The Diocese of Wheeling–Charleston () is a Latin Church ecclesiastical territory, or diocese, of the Catholic Church comprising the U.S. state of West Virginia. The ordinary is Bishop Mark E. Brennan. The diocese maintains two cathedrals: the Cathedral of Saint Joseph in Wheeling, West Virginia, and the Basilica of the Co-Cathedral of the Sacred Heart in Charleston, West Virginia. The Diocese of Wheeling–Charleston is a suffragan diocese in the ecclesiastical province of the metropolitan Archdiocese of Baltimore.

History

1700 to 1920 
Before the American Revolution, few Catholics lived in the area of present day West Virginia, then part of the British Colony of Virginia.  The colonial government in the later 1600's had outlawed the practice of Catholicism.  With the 1786 passage of Virginia Statute for Religious Freedom, proposed by future US President Thomas Jefferson, Catholics were granted religious freedom in the new state of Virginia. Pope Pius VII erected the Diocese of Richmond on July 11, 1820, covering all of Virginia, and named Reverend Richard Whelan as its first bishop
In the 1840's, Whelan became concerned that his diocese was too vast to administer. He therefore requested that the Vatican divide the diocese, using the Allegheny mountains as a natural boundary.  Pope Pius IX on July 19, 1850, erected the Diocese of Wheeling, containing the area of Virginia west of the Pennsylvania state border and west of the Allegheny Mountains.  He designated the new diocese as a suffragan of the  Archdiocese of Baltimore.  Pius IX appointed Whelan as the first bishop of the Diocese of Wheeling.

Stored data entries.
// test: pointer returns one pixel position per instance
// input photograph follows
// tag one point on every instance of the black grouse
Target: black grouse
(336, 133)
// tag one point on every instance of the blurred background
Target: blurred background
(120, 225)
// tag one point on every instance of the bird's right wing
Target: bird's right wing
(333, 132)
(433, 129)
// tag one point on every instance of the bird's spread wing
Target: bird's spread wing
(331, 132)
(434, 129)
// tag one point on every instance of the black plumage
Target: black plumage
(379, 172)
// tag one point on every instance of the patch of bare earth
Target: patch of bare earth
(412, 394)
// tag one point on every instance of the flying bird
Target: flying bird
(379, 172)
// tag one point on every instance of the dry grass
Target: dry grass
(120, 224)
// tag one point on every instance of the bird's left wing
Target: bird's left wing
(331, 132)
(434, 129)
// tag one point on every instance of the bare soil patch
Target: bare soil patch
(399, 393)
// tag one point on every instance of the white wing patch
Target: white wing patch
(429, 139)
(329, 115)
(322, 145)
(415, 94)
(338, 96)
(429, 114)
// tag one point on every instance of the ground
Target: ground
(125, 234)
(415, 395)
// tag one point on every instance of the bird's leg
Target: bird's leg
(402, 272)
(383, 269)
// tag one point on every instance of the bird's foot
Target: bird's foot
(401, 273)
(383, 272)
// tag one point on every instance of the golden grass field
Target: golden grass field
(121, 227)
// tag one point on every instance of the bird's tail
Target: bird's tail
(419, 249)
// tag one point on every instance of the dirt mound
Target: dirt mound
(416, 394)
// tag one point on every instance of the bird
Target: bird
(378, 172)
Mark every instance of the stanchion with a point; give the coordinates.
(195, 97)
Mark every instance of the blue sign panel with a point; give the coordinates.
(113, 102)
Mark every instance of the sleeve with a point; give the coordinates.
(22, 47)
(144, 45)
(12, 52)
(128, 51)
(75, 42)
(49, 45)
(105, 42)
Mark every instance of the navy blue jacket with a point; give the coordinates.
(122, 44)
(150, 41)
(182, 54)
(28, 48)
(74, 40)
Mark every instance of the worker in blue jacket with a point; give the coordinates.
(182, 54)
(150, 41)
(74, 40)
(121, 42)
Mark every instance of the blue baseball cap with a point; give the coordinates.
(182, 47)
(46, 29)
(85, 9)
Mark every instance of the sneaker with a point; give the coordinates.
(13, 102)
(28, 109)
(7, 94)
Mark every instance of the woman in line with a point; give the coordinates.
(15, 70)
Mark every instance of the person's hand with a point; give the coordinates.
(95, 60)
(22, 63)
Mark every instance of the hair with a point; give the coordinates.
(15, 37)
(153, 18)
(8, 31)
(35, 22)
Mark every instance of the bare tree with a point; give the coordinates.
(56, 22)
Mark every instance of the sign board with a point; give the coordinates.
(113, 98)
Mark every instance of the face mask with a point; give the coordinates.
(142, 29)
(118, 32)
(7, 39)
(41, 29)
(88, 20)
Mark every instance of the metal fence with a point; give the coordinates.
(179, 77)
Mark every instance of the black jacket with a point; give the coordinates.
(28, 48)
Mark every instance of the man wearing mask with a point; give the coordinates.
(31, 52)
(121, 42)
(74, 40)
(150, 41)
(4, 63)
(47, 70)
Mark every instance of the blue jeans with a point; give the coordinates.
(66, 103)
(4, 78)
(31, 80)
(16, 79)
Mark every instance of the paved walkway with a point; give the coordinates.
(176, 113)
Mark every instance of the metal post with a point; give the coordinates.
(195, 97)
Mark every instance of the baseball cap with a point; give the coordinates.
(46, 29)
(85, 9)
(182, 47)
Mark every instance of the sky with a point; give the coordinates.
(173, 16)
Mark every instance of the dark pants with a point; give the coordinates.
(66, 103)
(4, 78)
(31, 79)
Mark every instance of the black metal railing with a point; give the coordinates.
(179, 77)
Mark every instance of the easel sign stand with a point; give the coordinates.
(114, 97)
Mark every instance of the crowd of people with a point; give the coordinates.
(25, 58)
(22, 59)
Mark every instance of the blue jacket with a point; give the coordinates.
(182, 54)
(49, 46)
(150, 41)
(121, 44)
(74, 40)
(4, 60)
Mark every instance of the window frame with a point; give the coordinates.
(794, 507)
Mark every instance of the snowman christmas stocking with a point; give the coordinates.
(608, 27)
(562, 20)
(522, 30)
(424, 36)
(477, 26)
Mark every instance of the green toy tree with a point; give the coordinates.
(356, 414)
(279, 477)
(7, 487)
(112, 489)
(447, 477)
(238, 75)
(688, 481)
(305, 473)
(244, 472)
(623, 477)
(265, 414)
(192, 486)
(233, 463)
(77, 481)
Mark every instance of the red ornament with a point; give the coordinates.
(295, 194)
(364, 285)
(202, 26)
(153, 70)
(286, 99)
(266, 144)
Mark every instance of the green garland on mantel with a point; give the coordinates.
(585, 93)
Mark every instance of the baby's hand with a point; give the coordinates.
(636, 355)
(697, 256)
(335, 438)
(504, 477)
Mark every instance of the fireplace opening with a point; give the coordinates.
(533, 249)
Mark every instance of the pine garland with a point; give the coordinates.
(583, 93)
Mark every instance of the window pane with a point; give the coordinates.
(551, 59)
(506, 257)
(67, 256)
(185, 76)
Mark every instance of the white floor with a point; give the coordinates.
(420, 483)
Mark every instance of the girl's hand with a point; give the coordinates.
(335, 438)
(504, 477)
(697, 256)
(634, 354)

REQUIREMENT 1. Print the part of the diocese text that begins at the words "The Diocese of Wheeling–Charleston ()" and stops after "metropolitan Archdiocese of Baltimore.".
REQUIREMENT 2.
Answer these about the diocese text:
(a) Who is the ordinary of the diocese?
(b) On what date did Pope Pius VII erect the Diocese of Richmond?
(c) What did Whelan propose as a natural boundary for dividing his diocese?
The listing has no role in any of this.

REPLY 1.
The Diocese of Wheeling–Charleston () is a Latin Church ecclesiastical territory, or diocese, of the Catholic Church comprising the U.S. state of West Virginia. The ordinary is Bishop Mark E. Brennan. The diocese maintains two cathedrals: the Cathedral of Saint Joseph in Wheeling, West Virginia, and the Basilica of the Co-Cathedral of the Sacred Heart in Charleston, West Virginia. The Diocese of Wheeling–Charleston is a suffragan diocese in the ecclesiastical province of the metropolitan Archdiocese of Baltimore.

REPLY 2.
(a) Bishop Mark E. Brennan
(b) July 11, 1820
(c) The Allegheny mountains